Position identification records
>>>>

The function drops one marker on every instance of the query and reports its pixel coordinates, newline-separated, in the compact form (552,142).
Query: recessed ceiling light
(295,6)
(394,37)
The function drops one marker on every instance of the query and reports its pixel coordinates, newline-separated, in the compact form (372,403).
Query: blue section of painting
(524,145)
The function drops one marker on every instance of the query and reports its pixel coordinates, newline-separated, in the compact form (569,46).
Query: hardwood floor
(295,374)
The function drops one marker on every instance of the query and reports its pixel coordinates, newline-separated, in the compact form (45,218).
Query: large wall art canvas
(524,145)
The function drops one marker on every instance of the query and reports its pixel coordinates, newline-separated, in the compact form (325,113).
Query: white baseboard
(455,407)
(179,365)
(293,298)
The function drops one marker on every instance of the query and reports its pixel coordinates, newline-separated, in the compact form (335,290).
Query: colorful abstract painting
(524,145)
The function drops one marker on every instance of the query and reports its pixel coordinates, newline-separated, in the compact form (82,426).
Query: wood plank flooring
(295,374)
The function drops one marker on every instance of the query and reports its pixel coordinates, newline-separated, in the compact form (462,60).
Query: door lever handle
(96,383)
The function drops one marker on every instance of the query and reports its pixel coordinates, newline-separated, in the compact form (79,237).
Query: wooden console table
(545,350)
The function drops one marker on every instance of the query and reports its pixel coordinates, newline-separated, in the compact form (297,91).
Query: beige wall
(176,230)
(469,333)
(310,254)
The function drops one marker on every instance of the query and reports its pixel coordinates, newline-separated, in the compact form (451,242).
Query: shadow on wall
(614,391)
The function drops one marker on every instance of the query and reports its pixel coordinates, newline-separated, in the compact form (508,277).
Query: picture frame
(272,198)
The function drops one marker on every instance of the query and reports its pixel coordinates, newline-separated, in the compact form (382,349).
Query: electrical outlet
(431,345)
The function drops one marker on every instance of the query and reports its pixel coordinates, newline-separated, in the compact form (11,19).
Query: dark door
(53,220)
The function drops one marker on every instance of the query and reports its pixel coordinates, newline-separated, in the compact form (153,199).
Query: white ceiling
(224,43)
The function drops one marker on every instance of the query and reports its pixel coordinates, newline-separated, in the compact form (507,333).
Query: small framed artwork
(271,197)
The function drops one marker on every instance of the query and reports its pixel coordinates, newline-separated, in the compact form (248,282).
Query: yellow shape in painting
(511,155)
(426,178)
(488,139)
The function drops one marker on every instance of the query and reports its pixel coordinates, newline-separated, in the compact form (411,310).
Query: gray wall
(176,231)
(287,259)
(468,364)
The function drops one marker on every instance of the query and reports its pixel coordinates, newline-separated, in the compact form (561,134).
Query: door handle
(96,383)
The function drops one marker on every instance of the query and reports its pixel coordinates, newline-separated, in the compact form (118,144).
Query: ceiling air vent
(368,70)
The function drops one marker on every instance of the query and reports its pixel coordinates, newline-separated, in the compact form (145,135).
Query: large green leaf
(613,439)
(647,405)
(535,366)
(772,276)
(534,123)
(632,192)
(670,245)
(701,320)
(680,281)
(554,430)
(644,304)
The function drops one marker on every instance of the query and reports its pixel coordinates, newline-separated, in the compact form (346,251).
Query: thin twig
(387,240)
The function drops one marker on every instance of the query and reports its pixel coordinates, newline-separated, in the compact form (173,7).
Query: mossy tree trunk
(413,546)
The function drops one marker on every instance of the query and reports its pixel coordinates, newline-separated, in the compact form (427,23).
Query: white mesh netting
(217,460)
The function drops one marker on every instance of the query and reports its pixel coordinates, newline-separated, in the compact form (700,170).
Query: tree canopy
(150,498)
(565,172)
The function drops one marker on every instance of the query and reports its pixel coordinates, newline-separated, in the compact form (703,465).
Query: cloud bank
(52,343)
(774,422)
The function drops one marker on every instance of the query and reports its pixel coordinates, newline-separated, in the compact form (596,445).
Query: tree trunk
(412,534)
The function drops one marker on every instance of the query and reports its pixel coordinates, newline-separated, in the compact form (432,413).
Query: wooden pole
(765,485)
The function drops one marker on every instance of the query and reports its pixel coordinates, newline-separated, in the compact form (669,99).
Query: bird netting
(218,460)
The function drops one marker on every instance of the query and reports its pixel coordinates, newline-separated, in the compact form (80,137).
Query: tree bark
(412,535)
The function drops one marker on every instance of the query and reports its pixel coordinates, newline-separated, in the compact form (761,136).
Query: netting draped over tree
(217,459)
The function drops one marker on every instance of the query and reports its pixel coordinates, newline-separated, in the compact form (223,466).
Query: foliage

<<<<

| What the exercise asks |
Each record above must be given again exactly.

| Task answer |
The function drops one marker on every instance of the query and reports its pixel coordinates, newline-separated, in the compact form (552,142).
Query: recessed ceiling light
(295,6)
(394,37)
The function drops one marker on every instance of the query and reports its pixel coordinates, newline-separated, in the compact form (372,403).
Query: blue section of painting
(524,145)
The function drops one marker on every instance of the query and reports its pixel coordinates, newline-separated, in the compact form (569,46).
Query: hardwood floor
(295,374)
The function drops one marker on every instance of the query and reports its pixel coordinates, newline-separated, in the compact form (45,218).
Query: large wall art canvas
(524,145)
The function drops one marker on every instance of the query and reports its pixel coordinates, newline-separated, in the compact form (325,113).
Query: white baseboard
(455,407)
(179,365)
(293,298)
The function drops one marker on every instance of the query and reports its pixel coordinates, newline-separated, in the compact form (335,290).
Query: colorful abstract painting
(524,145)
The function drops one marker on every instance of the query and reports its pixel coordinates, newline-separated, in the compact form (82,426).
Query: wood plank flooring
(295,374)
The function drops one marker on every instance of the query and reports its pixel coordinates, newline-separated, in the compact form (462,60).
Query: door lever handle
(96,383)
The function drops one marker on every instance of the query and reports its pixel coordinates, newline-separated, in the compact form (79,237).
Query: wooden console table
(545,350)
The function drops one marker on every instance of the query and reports its pixel coordinates, newline-separated, in the compact form (297,91).
Query: beige wall
(176,230)
(469,333)
(310,254)
The function drops one marker on every instance of the query and reports its pixel coordinates, newline-separated, in the compact form (451,242).
Query: shadow on wall
(614,391)
The function drops one marker on every instance of the query and reports its pixel coordinates, newline-separated, in the compact form (508,277).
Query: picture frame
(272,198)
The function drops one marker on every instance of the query and reports its pixel coordinates, newline-separated, in the compact form (382,349).
Query: electrical outlet
(431,345)
The function drops one marker on every instance of the query and reports its pixel coordinates, newline-separated, in the compact form (11,19).
Query: dark door
(53,220)
The function drops one marker on every instance of the query and reports its pixel coordinates, newline-separated, in the compact form (153,199).
Query: white ceiling
(224,43)
The function drops one marker on every instance of the query and reports its pixel coordinates, newline-separated, in the compact form (507,333).
Query: small framed artwork
(271,197)
The function drops one marker on every instance of the query and reports its pixel coordinates, newline-separated, in the compact form (248,282).
Query: yellow shape in painting
(511,155)
(426,178)
(488,139)
The function drops one marker on every instance of the query and reports its pixel coordinates, newline-separated, in the compact form (411,310).
Query: gray wall
(176,231)
(287,259)
(468,364)
The function drops one marker on every instance of the query and reports its pixel coordinates, newline-separated, in the compact form (561,134).
Query: door handle
(96,383)
The function drops one marker on every instance of the query and reports its pixel coordinates, newline-separated, in the compact form (118,144).
Query: ceiling air vent
(368,70)
The function drops one marker on every instance of the query and reports its pixel coordinates, newline-separated, in the compact form (145,135).
Query: large green leaf
(613,439)
(647,405)
(535,366)
(772,276)
(534,123)
(632,192)
(670,245)
(701,320)
(680,281)
(554,430)
(644,304)
The function drops one marker on every instance of the query and reports its pixel coordinates, newline-separated, in the compact form (346,251).
Query: thin twig
(387,240)
The function drops one marker on every instance of the query and reports its pixel coordinates, newline-separated, in the compact form (173,7).
Query: mossy tree trunk
(413,546)
The function drops one marker on every instance of the query and reports its pixel coordinates, newline-separated, in the compact form (427,23).
Query: white mesh netting
(217,460)
The function drops one marker on every instance of the query and reports its pixel coordinates, newline-separated, in the compact form (700,170).
Query: tree canopy
(150,498)
(565,172)
The function drops one marker on every instance of the query and reports its pixel coordinates, newline-separated, in the compact form (703,465).
Query: cloud bank
(52,343)
(774,422)
The function drops one marker on every instance of the query and reports its pixel coordinates, newline-separated, in the compact form (596,445).
Query: tree trunk
(412,534)
The function drops one marker on every instance of the query and reports its pixel coordinates, newline-separated, in the compact form (432,413).
Query: wooden pole
(765,485)
The function drops one marker on every instance of the query and reports its pixel coordinates, newline-separated, in the compact form (669,99).
Query: bird netting
(218,460)
The function drops one marker on every instance of the query and reports its pixel coordinates, newline-separated, in the compact form (80,137).
Query: tree bark
(412,535)
The function drops one marker on every instance of the query and reports its pixel coordinates, newline-separated, in the compact form (761,136).
Query: netting draped over tree
(217,459)
The function drops one marker on every instance of the query and reports its pixel coordinates, newline-separated, in the compact form (223,466).
Query: foliage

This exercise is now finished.